Try it:
A word-for-word repeat of all the data is the goal.

Records to process:
◇ ◇ ◇

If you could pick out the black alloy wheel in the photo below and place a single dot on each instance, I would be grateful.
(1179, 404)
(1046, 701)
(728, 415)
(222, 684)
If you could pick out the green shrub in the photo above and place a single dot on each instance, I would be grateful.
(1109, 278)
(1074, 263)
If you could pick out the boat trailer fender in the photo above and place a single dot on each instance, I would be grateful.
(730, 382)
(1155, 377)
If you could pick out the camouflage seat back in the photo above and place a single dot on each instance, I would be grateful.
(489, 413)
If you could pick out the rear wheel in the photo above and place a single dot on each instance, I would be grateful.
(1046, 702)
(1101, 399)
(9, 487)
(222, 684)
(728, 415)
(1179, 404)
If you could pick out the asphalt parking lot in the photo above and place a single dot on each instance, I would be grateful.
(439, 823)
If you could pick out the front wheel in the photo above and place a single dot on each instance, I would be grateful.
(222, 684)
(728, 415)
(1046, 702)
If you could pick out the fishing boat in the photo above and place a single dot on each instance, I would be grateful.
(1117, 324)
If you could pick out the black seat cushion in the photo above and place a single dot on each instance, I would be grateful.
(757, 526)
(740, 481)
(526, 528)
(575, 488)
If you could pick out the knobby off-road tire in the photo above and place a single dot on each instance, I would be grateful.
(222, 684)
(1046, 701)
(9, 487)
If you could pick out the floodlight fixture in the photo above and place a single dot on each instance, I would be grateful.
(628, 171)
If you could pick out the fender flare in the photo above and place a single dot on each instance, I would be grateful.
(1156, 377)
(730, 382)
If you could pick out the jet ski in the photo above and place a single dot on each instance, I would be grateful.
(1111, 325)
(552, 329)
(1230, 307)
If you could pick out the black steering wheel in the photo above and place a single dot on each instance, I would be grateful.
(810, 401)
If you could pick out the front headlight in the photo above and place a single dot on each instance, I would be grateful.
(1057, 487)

◇ ◇ ◇

Solution to this exercise:
If you could pick out the black alloy wheel in the photo below and place a single dot on each instance, I would be grateful.
(1179, 404)
(1046, 701)
(728, 415)
(222, 684)
If you could pick out the green shrub in the photo above and place a single dot on each instance, I would be grateful.
(1109, 278)
(1074, 263)
If you could pick out the boat trailer fender in the photo above and place a single dot on each instance, I would be grateful.
(730, 382)
(1155, 377)
If you could pick out the camouflage seat back in the photo above and place a single dot on each instance, I would be grateful.
(489, 413)
If you could pick out the rear wheel in the photo above and place a single dot on each instance, I would be grateful.
(1046, 702)
(1101, 399)
(9, 487)
(222, 684)
(728, 415)
(1179, 404)
If you could pick out the asphalt parking lot in the photo above and place a single dot on each instance, I would be grateful.
(439, 823)
If you could pick out the front wheel in the photo above and place a single dot on each instance, I would be grateful.
(222, 684)
(728, 415)
(1046, 702)
If you could pick out the fishing boat in the photo above and place a single dot on each instance, I would be grateful.
(1117, 324)
If you could pick out the black seat cushion in the photo above and place a single dot on each instance, I would be grateful.
(757, 526)
(740, 481)
(526, 528)
(575, 488)
If you could pick out the knobby off-road tire in the photo above and place a single dot on each instance, I would be grateful.
(222, 684)
(1046, 701)
(9, 487)
If you could pick out the floodlight fixture in the photo above and place a single dot on each instance, I would be grateful.
(628, 171)
If you could pick out the fender flare in the photo above and place a single dot on each instance, I would be grateful.
(1156, 377)
(730, 382)
If you could pick out the jet ski in the photo above and place a single dot on each instance, I would be grateful.
(1111, 325)
(552, 329)
(1230, 307)
If you could pick out the black steering wheel in the photo above and place a single dot on each instance, I would be grateful.
(810, 401)
If you could pick out the front headlight in the photo above and place a single dot on each instance, I would be grateful.
(1057, 487)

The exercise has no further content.